Saved data entries:
>> Start
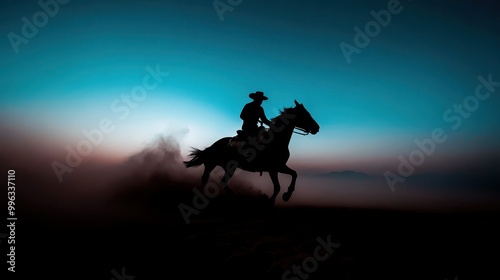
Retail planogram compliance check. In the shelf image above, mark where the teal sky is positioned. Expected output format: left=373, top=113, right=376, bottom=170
left=0, top=0, right=500, bottom=173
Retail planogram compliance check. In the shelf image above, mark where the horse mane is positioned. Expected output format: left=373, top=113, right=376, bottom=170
left=270, top=107, right=295, bottom=124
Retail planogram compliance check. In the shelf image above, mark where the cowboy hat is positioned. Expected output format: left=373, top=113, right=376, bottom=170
left=248, top=91, right=268, bottom=100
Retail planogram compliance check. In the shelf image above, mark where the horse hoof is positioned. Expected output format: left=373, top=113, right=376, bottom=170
left=283, top=192, right=292, bottom=201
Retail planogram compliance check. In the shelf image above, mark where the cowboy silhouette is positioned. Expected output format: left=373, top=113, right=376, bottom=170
left=240, top=91, right=271, bottom=136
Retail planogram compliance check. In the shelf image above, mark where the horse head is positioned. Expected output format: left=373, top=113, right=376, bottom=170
left=293, top=100, right=319, bottom=135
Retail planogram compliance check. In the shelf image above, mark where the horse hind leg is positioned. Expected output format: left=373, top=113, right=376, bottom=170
left=269, top=171, right=280, bottom=205
left=220, top=161, right=238, bottom=194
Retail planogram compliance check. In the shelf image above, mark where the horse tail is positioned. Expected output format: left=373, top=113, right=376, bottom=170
left=184, top=148, right=210, bottom=168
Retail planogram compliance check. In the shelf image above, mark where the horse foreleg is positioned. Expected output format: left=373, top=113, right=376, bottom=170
left=279, top=165, right=297, bottom=201
left=269, top=171, right=280, bottom=204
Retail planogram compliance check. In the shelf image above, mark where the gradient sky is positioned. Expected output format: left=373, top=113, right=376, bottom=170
left=0, top=0, right=500, bottom=175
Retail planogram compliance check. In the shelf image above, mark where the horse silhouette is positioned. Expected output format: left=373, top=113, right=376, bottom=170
left=184, top=101, right=319, bottom=204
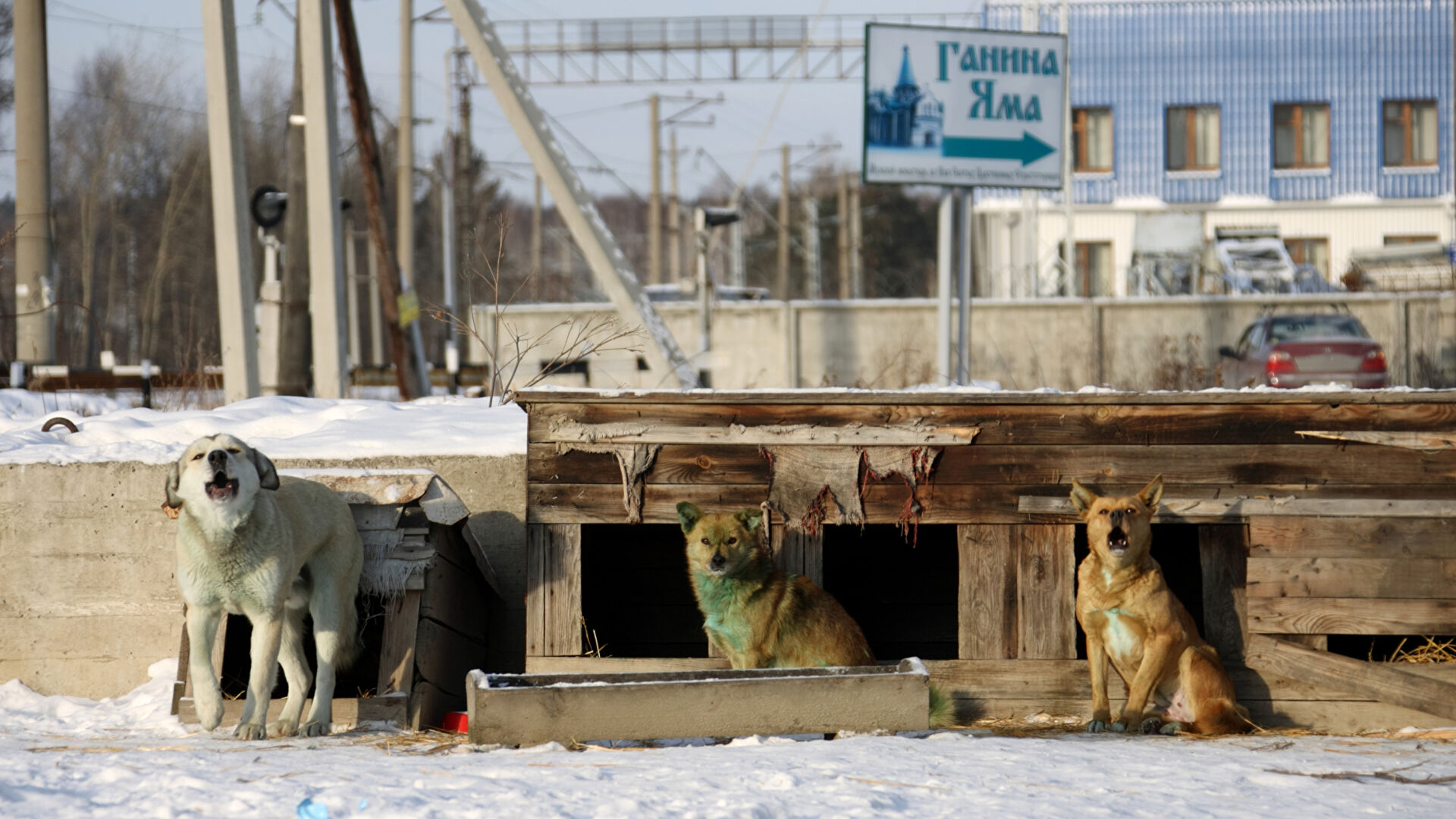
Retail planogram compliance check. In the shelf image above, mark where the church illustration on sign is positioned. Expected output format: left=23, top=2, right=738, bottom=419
left=864, top=46, right=945, bottom=147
>> End
Reproduce all of the lines above word for word, leaving the pictures out of your answer.

Retail planogram compliance check. In the shelf image above, mark where the teal sky is positioned. Expected output format: left=373, top=113, right=376, bottom=170
left=0, top=0, right=500, bottom=173
Retail planogram compliance check. In the shelf image above, mark where the horse mane is positioned. Expected output format: left=373, top=113, right=376, bottom=170
left=270, top=107, right=295, bottom=124
Retail planogram compliance check. In the shelf image above, mark where the cowboy hat is positioned. Expected output format: left=373, top=113, right=376, bottom=170
left=248, top=91, right=268, bottom=100
Retail planogram compliance check. In the shelf image above, mark where the horse hoof is positioned. Expected output format: left=373, top=113, right=376, bottom=170
left=283, top=192, right=292, bottom=201
Retail planogram compliance check. In the shelf image above, mark where the cowboy silhouette is positioned. Expected output format: left=373, top=113, right=376, bottom=170
left=240, top=91, right=271, bottom=136
Retail planogram compliance check. In the shelf image above, mark where the horse head is positioned. Expected output format: left=373, top=113, right=376, bottom=170
left=293, top=100, right=319, bottom=135
Retail planogram compliance check. In the shelf image above, mark where the horse hind leg is positioned. Expected output format: left=373, top=113, right=376, bottom=170
left=269, top=171, right=280, bottom=205
left=220, top=161, right=238, bottom=194
Retail planogram compliance check. In the shelf image above, mark where the horse tail is positioned. Expected output format: left=373, top=113, right=376, bottom=170
left=184, top=148, right=210, bottom=168
Retail planogram compliance check. In the shelf image above, mark where the horse foreleg is positioned. Expected output format: left=373, top=113, right=376, bottom=170
left=279, top=165, right=297, bottom=201
left=269, top=171, right=280, bottom=204
Retail planogram compliance check. In the shelf image above, mark where the gradient sky is positioned. Expected output format: left=373, top=113, right=376, bottom=170
left=0, top=0, right=500, bottom=175
Retail planogram compliance check. In the shelf image above, mark where the horse silhouette is positioned. Expected output format: left=373, top=113, right=376, bottom=170
left=184, top=101, right=319, bottom=204
Retail planogram compliance check. In the shelf image above, mark where the church illustration on sign is positioned. Expected output format: left=23, top=2, right=738, bottom=419
left=864, top=46, right=945, bottom=147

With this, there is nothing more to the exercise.